[Your instructions]
Could you put every line of the material below into a Markdown table with the columns Row and Line, numbering each line, skipping blank lines, and leaving the pictures out?

[Data]
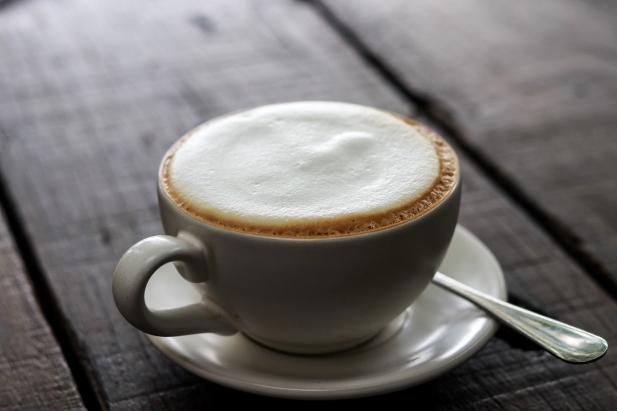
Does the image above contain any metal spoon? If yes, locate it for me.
[433,273,608,364]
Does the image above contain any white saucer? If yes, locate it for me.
[146,226,506,400]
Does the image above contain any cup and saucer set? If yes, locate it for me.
[145,225,506,400]
[112,102,506,400]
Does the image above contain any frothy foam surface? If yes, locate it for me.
[162,102,458,237]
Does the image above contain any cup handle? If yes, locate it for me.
[112,233,238,337]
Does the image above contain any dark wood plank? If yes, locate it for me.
[318,0,617,291]
[0,0,617,410]
[0,211,85,411]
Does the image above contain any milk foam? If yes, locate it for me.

[Expected answer]
| Row | Line |
|---|---|
| 1 | Does the image above contain any metal spoon? If yes, locate it for me. |
| 2 | [433,273,608,364] |
| 3 | Does the image above contain any white saucer? If yes, locate it for me. |
| 4 | [146,226,506,400] |
| 5 | Does the image above contain any cup and saucer set? If yes, locate it for me. |
| 6 | [145,225,506,400] |
| 7 | [112,102,506,400] |
| 8 | Does the image above contain any frothy foam surface? If yes, locate it for me. |
| 9 | [162,102,458,237] |
| 10 | Does the image above contain any cup handle? If yes, locate it for me. |
| 11 | [112,233,238,337] |
| 12 | Does the image above contain any dark wood plank? If yes, locate it for me. |
| 13 | [318,0,617,291] |
| 14 | [0,0,617,410] |
| 15 | [0,211,85,411] |
| 16 | Does the image above contain any milk foam? If yes, locate it for me. |